-- Exercise objective --
I'd like every record given again exactly, please.

Stored data entries

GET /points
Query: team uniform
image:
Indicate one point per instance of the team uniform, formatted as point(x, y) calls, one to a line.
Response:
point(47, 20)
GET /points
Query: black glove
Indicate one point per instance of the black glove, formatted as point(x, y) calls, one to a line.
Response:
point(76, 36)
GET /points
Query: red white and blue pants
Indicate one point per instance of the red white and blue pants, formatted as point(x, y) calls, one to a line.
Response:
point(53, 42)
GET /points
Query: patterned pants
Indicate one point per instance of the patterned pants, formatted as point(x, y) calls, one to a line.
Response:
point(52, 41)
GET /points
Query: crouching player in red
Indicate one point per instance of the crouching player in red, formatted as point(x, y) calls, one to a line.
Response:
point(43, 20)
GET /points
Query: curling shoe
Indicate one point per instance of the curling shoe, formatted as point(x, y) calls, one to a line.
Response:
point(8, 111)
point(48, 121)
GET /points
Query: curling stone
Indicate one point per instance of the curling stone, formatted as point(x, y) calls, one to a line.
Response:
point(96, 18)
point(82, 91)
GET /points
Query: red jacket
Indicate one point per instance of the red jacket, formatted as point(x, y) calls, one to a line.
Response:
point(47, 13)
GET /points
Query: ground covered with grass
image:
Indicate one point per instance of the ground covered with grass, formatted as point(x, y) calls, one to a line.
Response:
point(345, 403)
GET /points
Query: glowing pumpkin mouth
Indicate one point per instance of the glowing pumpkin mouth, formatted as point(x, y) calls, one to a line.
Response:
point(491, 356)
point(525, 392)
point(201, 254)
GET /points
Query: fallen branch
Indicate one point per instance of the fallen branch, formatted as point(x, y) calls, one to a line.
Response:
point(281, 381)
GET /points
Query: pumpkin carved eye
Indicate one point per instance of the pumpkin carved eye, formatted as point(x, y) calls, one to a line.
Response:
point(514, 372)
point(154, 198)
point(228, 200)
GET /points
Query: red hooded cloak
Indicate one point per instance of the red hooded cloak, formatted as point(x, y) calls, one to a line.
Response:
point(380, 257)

-- Answer area --
GET /points
Query: team uniform
image:
Indicate one point per instance of the team uniform, formatted as point(x, y) calls, one to a line.
Response:
point(47, 20)
GET /points
Query: black glove
Indicate one point per instance of the black glove, formatted as point(x, y) calls, one to a line.
Response:
point(76, 36)
GET /points
Query: red white and blue pants
Indicate one point per instance of the red white and blue pants, formatted as point(x, y) calls, one to a line.
Response:
point(53, 42)
GET /points
Query: patterned pants
Indicate one point per instance of the patterned pants, formatted as point(x, y) calls, one to a line.
Response:
point(52, 41)
GET /points
Query: crouching player in red
Indicate one point per instance of the crouching player in red, formatted as point(x, y) calls, one to a line.
Response:
point(43, 20)
GET /points
Query: curling shoe
Indicate one point per instance of the curling shoe, formatted as point(x, y) calls, one to a line.
Response:
point(8, 111)
point(48, 121)
GET /points
Query: curling stone
Indicate one point per instance of the curling stone, formatted as point(x, y) calls, one to a line.
Response:
point(96, 18)
point(82, 91)
GET /points
Query: red jacket
Indicate one point per instance of the red jacket, formatted as point(x, y) calls, one to a line.
Response:
point(47, 13)
GET /points
Query: ground covered with grass
image:
Indicate one point per instance of the ground covered with grass, formatted as point(x, y) calls, one to a line.
Response:
point(345, 403)
GET /points
Query: glowing pumpkin mouth
Indicate one point per instance of the glowing pumpkin mouth, formatted as point(x, y) calls, one to a line.
Response:
point(491, 356)
point(525, 392)
point(201, 254)
GET /points
Query: fallen branch
Indicate one point per instance of the fallen branch, formatted as point(x, y) calls, one to a line.
Response:
point(281, 381)
GET /points
Query: pumpkin carved eye
Indicate one point per instance of the pumpkin carved eye, formatted as point(x, y) calls, one to a line.
Response:
point(514, 372)
point(154, 198)
point(228, 200)
GET /points
Query: red hooded cloak
Indicate one point per instance of the red hooded cloak, formatted as point(x, y) calls, one to a line.
Response:
point(380, 257)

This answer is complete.